[start Given text]

‘Silent Sky’ at Ford’s Theatre


“Silent Sky” at Ford’s Theatre is being billed as a “historical-fiction play about astronomer Henrietta Leavitt,” but it’s really about something much simpler: the timeless struggle between career and family.

This is a challenge one mostly associates with the plight of the professional woman — and it’s true. Vibrating with feminist undertones, the play was written and directed by women — Lauren Gunderson and Seema Sueko, respectively.

“The mind is sexless, and so is the sky,” Henrietta is told by one of her cheerleader colleagues. These are the kind of breathy, elevated platitudes we think of at the dawn of women’s suffrage when we first meet Henrietta, a young woman with passion and intellect to burn.

She wants to be a scientist with her head, quite literally, in the clouds.

Not everyone — including her sister — shares her enthusiasm for the widening role of women sweeping through 1900s America: “They wear pants, these women. It’s ridiculous!”

With a Victorian skirt to her ankles, Henrietta rebukes her family’s urging to get married and takes a job in the Harvard Observatory for 25 cents an hour. “Good money for women’s work,” she’s told by the man who hires her, who refers to the women in her office as the “harem.”

Laura Harris’s Henrietta is plucky and lovable, taking the blatant insults on the chin and then punching back on the “mansplaining.” She’s like a vintage Mary Tyler Moore — all smiles and sunniness in a sometimes dark and ugly man’s world.

[end Given text]
[start Record list]

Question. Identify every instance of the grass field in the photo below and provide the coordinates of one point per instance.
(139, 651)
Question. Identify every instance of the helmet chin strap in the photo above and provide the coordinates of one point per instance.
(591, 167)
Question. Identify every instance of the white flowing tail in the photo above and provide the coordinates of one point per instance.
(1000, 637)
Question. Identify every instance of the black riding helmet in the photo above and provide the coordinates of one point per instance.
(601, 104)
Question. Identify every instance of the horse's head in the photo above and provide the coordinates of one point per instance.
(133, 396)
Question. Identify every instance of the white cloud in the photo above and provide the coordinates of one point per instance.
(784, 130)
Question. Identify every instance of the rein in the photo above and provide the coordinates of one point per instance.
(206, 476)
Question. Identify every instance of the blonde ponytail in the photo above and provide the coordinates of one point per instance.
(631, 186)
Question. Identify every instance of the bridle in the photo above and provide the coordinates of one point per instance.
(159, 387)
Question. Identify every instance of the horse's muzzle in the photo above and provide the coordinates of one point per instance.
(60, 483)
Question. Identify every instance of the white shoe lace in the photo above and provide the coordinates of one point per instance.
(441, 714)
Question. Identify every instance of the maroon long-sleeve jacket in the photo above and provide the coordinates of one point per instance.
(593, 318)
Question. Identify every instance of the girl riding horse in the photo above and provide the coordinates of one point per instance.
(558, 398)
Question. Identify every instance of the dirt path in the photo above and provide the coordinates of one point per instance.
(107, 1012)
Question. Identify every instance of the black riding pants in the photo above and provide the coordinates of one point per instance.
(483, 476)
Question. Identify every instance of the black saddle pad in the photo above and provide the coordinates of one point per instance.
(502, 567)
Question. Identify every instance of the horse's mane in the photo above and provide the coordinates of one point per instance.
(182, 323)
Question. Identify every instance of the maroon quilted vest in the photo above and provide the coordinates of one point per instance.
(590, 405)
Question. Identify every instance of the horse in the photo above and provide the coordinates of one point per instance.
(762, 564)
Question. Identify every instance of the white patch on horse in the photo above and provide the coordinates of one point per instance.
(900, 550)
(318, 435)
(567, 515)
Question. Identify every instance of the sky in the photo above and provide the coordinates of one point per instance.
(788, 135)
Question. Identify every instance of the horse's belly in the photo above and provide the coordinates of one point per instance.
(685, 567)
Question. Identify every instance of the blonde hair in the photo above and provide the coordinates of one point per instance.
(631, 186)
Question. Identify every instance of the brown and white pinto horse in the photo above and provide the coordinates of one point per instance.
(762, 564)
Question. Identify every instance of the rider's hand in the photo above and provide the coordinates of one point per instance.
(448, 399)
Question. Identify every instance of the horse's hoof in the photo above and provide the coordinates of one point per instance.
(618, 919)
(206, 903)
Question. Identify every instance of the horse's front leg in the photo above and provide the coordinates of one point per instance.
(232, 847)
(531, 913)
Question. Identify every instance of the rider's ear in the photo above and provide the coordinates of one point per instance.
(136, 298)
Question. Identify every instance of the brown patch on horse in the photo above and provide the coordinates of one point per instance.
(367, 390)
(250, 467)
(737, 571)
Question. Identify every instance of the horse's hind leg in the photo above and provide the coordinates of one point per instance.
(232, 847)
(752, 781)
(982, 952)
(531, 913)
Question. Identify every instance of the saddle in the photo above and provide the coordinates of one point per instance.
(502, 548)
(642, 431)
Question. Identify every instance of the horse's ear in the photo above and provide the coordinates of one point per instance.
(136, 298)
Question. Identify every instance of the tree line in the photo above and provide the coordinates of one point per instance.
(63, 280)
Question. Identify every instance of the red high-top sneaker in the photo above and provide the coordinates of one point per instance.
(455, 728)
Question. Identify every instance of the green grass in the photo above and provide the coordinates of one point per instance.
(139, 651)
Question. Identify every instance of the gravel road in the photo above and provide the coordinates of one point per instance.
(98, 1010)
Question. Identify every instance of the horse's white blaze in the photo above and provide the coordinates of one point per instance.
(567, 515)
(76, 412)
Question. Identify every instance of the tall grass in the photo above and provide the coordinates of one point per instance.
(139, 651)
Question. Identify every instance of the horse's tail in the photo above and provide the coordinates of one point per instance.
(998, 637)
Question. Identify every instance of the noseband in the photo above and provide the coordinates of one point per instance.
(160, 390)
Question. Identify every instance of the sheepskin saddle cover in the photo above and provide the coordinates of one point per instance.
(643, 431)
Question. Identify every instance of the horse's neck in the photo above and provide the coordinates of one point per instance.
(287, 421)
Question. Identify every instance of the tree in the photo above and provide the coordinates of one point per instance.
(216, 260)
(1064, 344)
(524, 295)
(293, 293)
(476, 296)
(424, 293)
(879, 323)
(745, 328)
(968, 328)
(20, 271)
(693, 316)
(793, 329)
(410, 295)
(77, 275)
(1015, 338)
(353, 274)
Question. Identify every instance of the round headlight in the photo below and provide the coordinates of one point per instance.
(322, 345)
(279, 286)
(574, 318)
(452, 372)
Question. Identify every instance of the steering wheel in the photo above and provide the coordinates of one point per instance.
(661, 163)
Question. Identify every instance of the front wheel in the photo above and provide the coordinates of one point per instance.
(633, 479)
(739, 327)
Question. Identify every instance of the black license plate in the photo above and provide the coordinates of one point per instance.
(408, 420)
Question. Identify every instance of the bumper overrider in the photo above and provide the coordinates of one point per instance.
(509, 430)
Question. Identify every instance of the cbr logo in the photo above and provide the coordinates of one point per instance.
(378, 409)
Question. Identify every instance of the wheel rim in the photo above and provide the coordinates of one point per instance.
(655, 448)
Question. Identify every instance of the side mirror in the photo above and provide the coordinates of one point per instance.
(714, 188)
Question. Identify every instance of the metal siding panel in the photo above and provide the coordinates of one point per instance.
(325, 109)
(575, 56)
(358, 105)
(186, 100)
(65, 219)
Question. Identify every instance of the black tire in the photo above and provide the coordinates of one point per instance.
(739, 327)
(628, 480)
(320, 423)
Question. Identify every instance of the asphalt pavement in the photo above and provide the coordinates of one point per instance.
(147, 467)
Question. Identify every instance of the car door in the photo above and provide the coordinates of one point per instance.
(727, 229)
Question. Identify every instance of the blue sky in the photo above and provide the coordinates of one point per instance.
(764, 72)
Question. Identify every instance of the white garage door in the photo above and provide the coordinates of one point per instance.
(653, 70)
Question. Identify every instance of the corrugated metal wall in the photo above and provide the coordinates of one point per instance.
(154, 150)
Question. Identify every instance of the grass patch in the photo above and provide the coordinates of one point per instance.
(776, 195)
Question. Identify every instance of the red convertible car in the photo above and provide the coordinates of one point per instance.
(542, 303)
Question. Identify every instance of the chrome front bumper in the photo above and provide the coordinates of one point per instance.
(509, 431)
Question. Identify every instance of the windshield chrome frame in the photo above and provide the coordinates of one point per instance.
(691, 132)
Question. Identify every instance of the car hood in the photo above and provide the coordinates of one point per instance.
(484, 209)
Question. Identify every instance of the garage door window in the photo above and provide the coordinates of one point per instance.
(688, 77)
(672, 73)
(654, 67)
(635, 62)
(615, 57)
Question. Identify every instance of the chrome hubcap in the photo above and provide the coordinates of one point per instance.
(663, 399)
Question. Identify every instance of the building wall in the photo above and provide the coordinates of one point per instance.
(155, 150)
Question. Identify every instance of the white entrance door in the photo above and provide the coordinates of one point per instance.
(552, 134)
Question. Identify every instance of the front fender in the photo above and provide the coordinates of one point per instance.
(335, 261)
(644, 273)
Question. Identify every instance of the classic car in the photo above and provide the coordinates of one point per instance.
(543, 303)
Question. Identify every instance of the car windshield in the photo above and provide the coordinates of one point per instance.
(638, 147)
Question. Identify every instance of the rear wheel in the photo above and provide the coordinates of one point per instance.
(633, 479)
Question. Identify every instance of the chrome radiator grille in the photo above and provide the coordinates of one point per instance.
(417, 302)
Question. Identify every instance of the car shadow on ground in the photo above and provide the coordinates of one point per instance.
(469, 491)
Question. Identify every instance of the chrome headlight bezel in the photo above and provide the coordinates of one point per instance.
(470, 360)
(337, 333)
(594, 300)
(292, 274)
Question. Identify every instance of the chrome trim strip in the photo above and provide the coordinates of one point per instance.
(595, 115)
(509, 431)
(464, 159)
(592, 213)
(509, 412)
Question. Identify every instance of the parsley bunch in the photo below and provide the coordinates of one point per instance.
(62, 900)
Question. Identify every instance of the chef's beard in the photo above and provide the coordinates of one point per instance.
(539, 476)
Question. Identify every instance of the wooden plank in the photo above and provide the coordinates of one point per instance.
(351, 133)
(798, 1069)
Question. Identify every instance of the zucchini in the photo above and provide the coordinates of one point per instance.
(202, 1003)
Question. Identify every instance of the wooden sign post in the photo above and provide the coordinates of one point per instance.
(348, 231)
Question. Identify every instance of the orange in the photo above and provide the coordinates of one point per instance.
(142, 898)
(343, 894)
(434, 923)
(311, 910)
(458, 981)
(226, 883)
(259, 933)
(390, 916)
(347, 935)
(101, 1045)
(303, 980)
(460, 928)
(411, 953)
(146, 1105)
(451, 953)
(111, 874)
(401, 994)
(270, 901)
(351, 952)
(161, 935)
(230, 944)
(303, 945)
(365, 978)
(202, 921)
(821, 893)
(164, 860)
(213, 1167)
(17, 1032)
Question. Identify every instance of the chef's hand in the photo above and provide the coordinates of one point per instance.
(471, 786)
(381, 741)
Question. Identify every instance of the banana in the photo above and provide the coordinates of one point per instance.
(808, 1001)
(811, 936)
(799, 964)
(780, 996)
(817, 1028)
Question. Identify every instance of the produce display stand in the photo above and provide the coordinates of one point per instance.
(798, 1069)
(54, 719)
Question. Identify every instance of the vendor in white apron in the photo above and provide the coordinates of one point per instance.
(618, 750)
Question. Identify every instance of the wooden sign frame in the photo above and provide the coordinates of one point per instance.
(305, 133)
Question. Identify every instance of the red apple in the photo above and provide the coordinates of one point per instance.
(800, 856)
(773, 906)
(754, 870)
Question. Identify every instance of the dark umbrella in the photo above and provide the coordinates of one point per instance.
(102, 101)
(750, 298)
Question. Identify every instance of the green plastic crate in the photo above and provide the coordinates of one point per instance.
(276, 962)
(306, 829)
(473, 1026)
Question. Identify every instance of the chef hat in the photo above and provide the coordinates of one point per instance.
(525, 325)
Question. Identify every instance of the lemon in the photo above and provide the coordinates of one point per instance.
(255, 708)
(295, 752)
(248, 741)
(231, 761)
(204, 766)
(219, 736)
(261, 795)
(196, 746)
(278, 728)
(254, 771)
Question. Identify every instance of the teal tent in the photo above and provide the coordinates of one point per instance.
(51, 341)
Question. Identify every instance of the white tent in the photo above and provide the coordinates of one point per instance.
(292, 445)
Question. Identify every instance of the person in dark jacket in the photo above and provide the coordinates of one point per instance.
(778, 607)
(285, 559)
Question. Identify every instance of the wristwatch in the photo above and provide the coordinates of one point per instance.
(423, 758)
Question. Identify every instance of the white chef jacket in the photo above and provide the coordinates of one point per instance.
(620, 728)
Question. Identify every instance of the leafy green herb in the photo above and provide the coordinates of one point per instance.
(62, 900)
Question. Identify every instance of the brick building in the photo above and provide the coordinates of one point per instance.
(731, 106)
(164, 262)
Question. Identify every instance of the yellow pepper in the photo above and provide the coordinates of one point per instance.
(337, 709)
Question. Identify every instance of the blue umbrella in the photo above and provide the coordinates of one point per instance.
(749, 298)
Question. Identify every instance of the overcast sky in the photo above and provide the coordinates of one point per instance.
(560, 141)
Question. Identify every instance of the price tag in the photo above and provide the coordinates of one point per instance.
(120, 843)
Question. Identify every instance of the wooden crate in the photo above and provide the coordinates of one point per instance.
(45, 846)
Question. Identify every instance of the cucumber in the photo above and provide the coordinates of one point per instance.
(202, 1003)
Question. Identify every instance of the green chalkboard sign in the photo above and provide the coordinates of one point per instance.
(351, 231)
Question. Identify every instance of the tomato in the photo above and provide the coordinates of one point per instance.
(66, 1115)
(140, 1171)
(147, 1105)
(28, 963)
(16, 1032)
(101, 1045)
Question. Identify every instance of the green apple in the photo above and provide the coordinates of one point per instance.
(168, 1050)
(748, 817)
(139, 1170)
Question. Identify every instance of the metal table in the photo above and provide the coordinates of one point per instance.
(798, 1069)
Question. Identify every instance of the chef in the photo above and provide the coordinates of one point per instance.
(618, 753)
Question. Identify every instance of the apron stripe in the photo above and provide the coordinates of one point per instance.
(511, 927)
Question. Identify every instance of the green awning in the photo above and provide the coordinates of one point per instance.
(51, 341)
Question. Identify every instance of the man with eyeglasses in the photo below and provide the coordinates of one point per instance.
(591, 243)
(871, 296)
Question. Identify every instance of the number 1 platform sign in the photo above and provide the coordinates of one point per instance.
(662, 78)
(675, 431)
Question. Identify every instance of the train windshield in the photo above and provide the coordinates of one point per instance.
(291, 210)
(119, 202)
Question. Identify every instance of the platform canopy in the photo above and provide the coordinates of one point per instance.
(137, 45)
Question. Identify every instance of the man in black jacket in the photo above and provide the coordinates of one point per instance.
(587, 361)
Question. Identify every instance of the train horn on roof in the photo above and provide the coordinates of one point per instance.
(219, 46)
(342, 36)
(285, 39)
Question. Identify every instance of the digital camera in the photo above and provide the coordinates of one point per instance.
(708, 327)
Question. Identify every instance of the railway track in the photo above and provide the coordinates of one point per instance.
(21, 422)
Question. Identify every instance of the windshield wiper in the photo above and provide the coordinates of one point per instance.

[end Record list]

_Objectives_
[A] Answer these from the "Silent Sky" review:
(i) Who directed the play?
(ii) What hourly pay does Henrietta accept at the Harvard Observatory?
(iii) Which actress plays Henrietta?
[B] Carry on the "Silent Sky" review after its last sentence.
This material has no role in the work here.

_Answers per task_
[A]
(i) Seema Sueko
(ii) 25 cents an hour
(iii) Laura Harris

[B]
Not surprisingly, Henrietta is smarter than all of them, eventually rising to supernova status in her field. Because of her discoveries, other scientists can chart the Milky Way, and someday go to the Moon.

But it’s her sacrifices along the way, not necessarily her pioneering womanhood, that make this such compelling theater.

We see her sister beckon from across the miles to see her newborn child, her ailing father and precious family moments that are missed as Henrietta is at her desk, or with her nose in a book.

A love story is yet another casualty of Henrietta’s obsession with work.

We understand through this story that for every major achievement, discovery or prize there is something or someone that is left behind.

This is the kind of play Ford’s Theatre does so well: a historical drama that highlights relevant American issues in a childproof way.

Most youngsters will take away the progress of the women’s movement, as well they should. As we approach the 100th anniversary of the 19th Amendment this summer, we need to celebrate, through art, the struggle that made Henrietta’s dream possible.

But the demands of career, love and family is a human-interest story that never grows old, and is truly shared by men and women alike.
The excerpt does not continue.